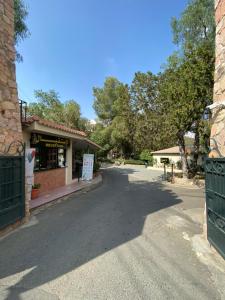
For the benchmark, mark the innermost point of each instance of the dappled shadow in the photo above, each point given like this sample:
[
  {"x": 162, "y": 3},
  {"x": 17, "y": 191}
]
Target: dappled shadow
[{"x": 72, "y": 233}]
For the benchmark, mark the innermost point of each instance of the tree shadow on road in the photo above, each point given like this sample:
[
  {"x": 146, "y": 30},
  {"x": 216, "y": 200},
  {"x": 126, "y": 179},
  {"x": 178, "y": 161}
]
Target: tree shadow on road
[{"x": 80, "y": 229}]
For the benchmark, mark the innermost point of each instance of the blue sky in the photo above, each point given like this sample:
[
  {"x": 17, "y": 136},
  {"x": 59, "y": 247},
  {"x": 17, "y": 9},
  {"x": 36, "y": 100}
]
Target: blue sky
[{"x": 75, "y": 44}]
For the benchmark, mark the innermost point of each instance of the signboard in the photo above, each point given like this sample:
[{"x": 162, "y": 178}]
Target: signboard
[
  {"x": 88, "y": 162},
  {"x": 29, "y": 162},
  {"x": 164, "y": 160},
  {"x": 48, "y": 141}
]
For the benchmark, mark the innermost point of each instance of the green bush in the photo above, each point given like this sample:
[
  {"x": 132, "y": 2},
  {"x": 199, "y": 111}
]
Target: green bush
[
  {"x": 96, "y": 166},
  {"x": 179, "y": 164},
  {"x": 146, "y": 156},
  {"x": 133, "y": 162},
  {"x": 106, "y": 160}
]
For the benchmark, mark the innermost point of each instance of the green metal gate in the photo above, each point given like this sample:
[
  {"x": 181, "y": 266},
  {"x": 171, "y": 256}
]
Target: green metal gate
[
  {"x": 215, "y": 202},
  {"x": 12, "y": 185}
]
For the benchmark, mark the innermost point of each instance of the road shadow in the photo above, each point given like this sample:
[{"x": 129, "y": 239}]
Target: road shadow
[{"x": 80, "y": 229}]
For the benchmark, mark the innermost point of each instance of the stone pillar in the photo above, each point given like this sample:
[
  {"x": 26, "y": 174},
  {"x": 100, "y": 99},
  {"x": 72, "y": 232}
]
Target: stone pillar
[
  {"x": 10, "y": 124},
  {"x": 217, "y": 141},
  {"x": 69, "y": 163}
]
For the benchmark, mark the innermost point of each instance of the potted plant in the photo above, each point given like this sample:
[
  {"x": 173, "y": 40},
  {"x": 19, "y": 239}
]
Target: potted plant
[{"x": 35, "y": 190}]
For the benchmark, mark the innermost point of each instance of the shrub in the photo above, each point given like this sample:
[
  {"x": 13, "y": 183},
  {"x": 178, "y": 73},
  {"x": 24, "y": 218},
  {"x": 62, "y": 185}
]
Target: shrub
[
  {"x": 96, "y": 166},
  {"x": 146, "y": 156},
  {"x": 36, "y": 186},
  {"x": 133, "y": 162},
  {"x": 179, "y": 165}
]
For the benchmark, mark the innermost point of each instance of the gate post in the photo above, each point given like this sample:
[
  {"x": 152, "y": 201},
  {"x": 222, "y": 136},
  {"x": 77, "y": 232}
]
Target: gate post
[{"x": 217, "y": 138}]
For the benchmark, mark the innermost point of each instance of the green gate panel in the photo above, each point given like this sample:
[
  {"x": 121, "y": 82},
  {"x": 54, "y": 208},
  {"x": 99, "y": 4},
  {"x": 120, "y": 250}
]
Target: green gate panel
[
  {"x": 12, "y": 189},
  {"x": 215, "y": 202}
]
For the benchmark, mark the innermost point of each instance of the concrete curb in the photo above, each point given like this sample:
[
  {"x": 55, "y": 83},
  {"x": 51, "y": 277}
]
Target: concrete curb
[
  {"x": 82, "y": 190},
  {"x": 182, "y": 186}
]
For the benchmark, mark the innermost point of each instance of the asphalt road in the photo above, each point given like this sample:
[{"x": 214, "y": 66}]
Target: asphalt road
[{"x": 128, "y": 239}]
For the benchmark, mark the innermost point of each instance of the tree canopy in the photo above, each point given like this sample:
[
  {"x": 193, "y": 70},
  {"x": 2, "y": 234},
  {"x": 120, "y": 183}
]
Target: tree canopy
[
  {"x": 50, "y": 107},
  {"x": 21, "y": 30}
]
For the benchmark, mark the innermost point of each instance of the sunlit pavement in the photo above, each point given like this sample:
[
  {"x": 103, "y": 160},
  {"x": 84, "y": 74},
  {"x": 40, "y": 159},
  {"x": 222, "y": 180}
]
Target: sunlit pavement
[{"x": 131, "y": 238}]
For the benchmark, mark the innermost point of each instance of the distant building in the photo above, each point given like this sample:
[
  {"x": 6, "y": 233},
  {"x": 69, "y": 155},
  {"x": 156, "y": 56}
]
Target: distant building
[{"x": 174, "y": 156}]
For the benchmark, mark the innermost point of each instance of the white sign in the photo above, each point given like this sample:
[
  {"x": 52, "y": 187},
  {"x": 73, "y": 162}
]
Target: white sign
[
  {"x": 88, "y": 162},
  {"x": 29, "y": 162}
]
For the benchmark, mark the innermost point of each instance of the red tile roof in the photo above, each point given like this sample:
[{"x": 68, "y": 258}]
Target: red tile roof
[
  {"x": 174, "y": 150},
  {"x": 54, "y": 125}
]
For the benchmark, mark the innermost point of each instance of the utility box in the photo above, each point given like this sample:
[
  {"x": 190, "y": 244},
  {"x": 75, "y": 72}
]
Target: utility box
[{"x": 164, "y": 160}]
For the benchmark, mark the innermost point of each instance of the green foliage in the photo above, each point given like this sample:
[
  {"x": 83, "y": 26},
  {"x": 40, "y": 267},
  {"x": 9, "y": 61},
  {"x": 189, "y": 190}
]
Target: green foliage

# Exercise description
Rewrite every line of the data from the one containing "of the distant" through the end, inclusive, with the requests and their sample coordinates unchanged. Shift each x and y coordinate in the answers up by 60.

# Full response
For the benchmark, mark the innermost point of each instance of the distant building in the photo above, each point given like this sample:
[
  {"x": 6, "y": 233},
  {"x": 69, "y": 155},
  {"x": 156, "y": 56}
]
Target: distant building
[{"x": 234, "y": 216}]
For the benchmark, mark the innermost point of each instance of the white sign in the photo above, each point given like this sample:
[
  {"x": 52, "y": 187},
  {"x": 73, "y": 162}
]
Target: white sign
[
  {"x": 148, "y": 222},
  {"x": 89, "y": 222}
]
For the benchmark, mark the innermost point of each instance of the red tile roof in the photo above, each point given like this sample:
[{"x": 68, "y": 258}]
Target: red tile roof
[
  {"x": 234, "y": 210},
  {"x": 114, "y": 185}
]
For the benchmark, mark the innermost point of each instance of the utility box in the photo above, each point given like this sample:
[
  {"x": 190, "y": 244},
  {"x": 75, "y": 72}
]
Target: utility box
[{"x": 224, "y": 220}]
For the benchmark, mark the innermost point of each instance of the green foliage in the photo above, each point given like this sample:
[
  {"x": 83, "y": 26},
  {"x": 40, "y": 267},
  {"x": 9, "y": 61},
  {"x": 189, "y": 190}
]
Target: green foliage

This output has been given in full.